### Source extract

Which of these do you think will have most influence on a pupil’s A-level or GCSE grades this year?
- How hard they have worked.
- How intelligent they are.
- The grades their teachers predict.
- The results got by the pupils in the school last year.
Correct answer: 4
In August GCSE and A-level pupils will be getting their results. Given the state we are in, it is understandable that many people are talking about these results as if they are ‘real’. But it is important for all concerned – schools, universities, pupils, parents – to know that they are not real.
Ofqual have devised a system which means that grades will be ‘assigned’ based on five statistics – the teachers’ predicted grades, the teachers’ rank orders, the individual pupils’ prior attainment (Key Stage 2 SATs or GCSEs) the individual schools’ previous exam results in each subject, and comparable outcomes.
Comparable outcomes simply means that the same proportion of students will get each grade as last year. So, for example, if last year 50% of pupils taking Greek A-level got a grade A or A* then this year 50% will, even if the cohort is less good. This system was designed to protect the interests of those taking reformed GCSE and A-level syllabuses because research tells us that performance dips when a new or reformed qualification starts. Comparable outcomes ensures that nationally pupils get results which are similar to previous cohorts even if their marks are lower.
The key question is – what weight will be given to each of these five measures? We do not yet know the answer because Ofqual is still looking at the data for the 2018 and 2019 exams and working out which combinations of the five statistics produces the most accurate version of the actual results.
But we can be sure of three things. Teacher predicted grades will have limited weight because Ofqual knows they are unreliable. Comparable outcomes will have a huge impact. Rank orders devised by schools will be respected – but from the pupils’ perspective it is only the grades they get that matter, not ranks.
A school’s previous exam results, considered subject by subject, will be very important. For A-levels, this will include historical data from 2017, 2018 and 2019. For GCSEs, data from just 2018 and 2019 will be considered.
I was on the board of Ofqual for six years and it is an extremely good organisation, possibly the best in the world of its type. It is full of real experts in exam management, people who believe in accuracy and fairness. What they have been asked to do is a terrible thing – to come up with exam grades in the absence of any actual exams. It runs against their every instinct.
Some schools may be under the impression that the results will reflect their predicted grades. That will be true of larger subjects in larger schools with consistent results over the past 2-3 years and where the pupils this year have prior attainment which is similar to last year.
Otherwise it may not be true. Where the numbers taking a subject in a school are small and/or have swung about in recent years the chances of getting the ‘right’ grades in that subject are lower. Where this year’s students are better than last year, there will be disappointment. Where they are worse than last year there will be undeserved success.
As Ofqual itself says: This is not to dispute the view that in some cases individual students or cohorts of students may have done better than the statistical model suggests if the examinations had taken place this summer. Some teachers will have a high degree of confidence that they know this would have been the case. However, because we cannot distinguish between cases where cohorts would and would not have performed better in the exams than the statistics suggest we cannot take into account teachers’ views, however strongly held, in setting grading standards nationally.
Ofqual has said that they will ‘be sensitive’ to small centres and small subjects so greater weight MAY BE attached to centre-assessed grades for them.
Ofqual has also said that if a school feels that its pupil demographic was different this year to previous years, the centre might be allowed to produce evidence for this at the appeal stage. But this is not quite decided.

### Data shown
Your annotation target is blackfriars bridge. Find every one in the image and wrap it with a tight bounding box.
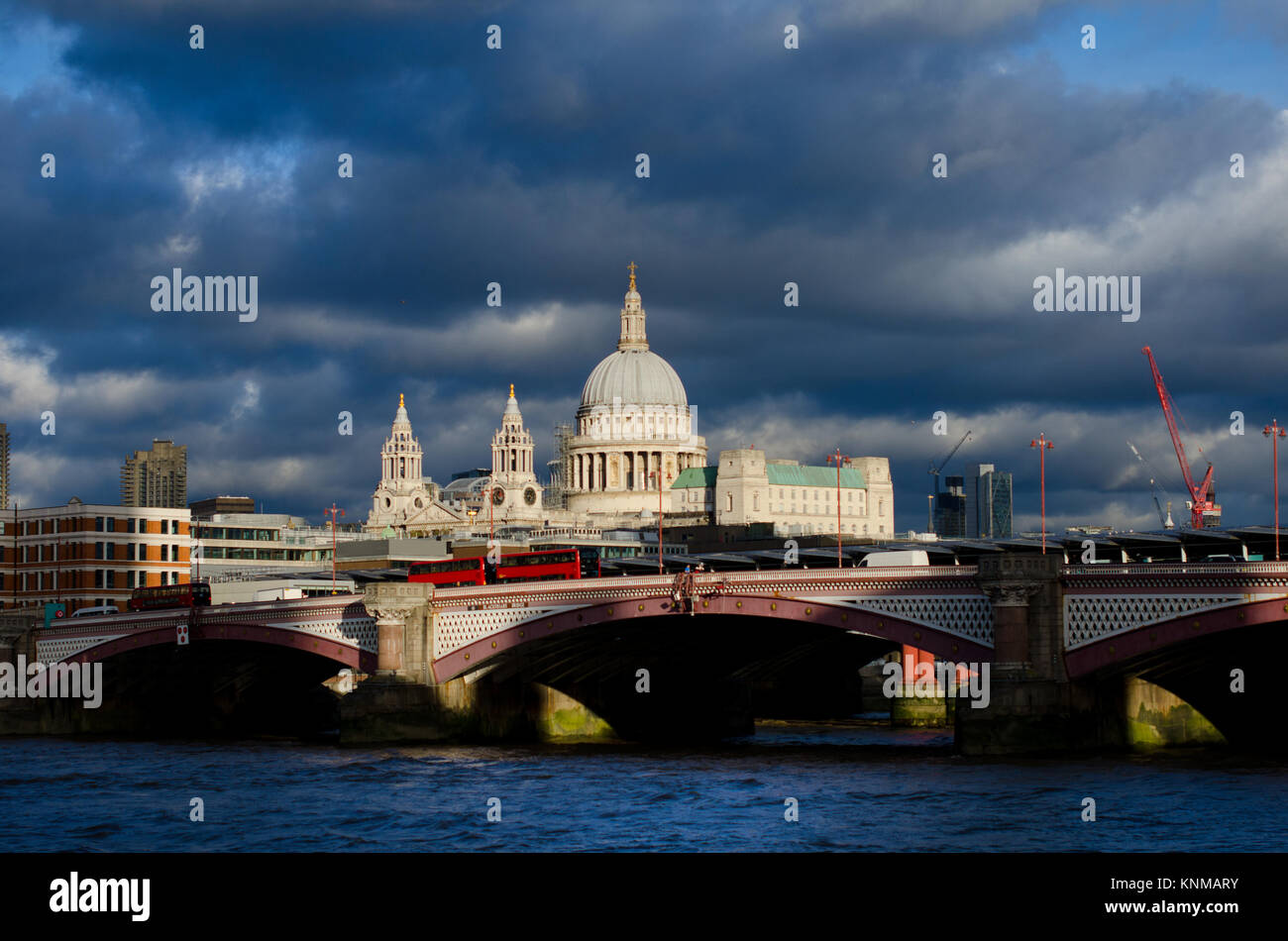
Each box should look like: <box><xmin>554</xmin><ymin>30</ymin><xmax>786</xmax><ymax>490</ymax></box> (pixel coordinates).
<box><xmin>0</xmin><ymin>554</ymin><xmax>1288</xmax><ymax>753</ymax></box>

### Problems to work on
A. Please reproduce the article from "A school’s previous" through "will be considered.", substituting "highly significant" for "very important".
B. According to the article, how many years did the writer serve on the board of Ofqual?
The listing has no role in this exercise.

### Completed exercise
A.
A school’s previous exam results, considered subject by subject, will be highly significant. For A-levels, this will include historical data from 2017, 2018 and 2019. For GCSEs, data from just 2018 and 2019 will be considered.

B. Six years.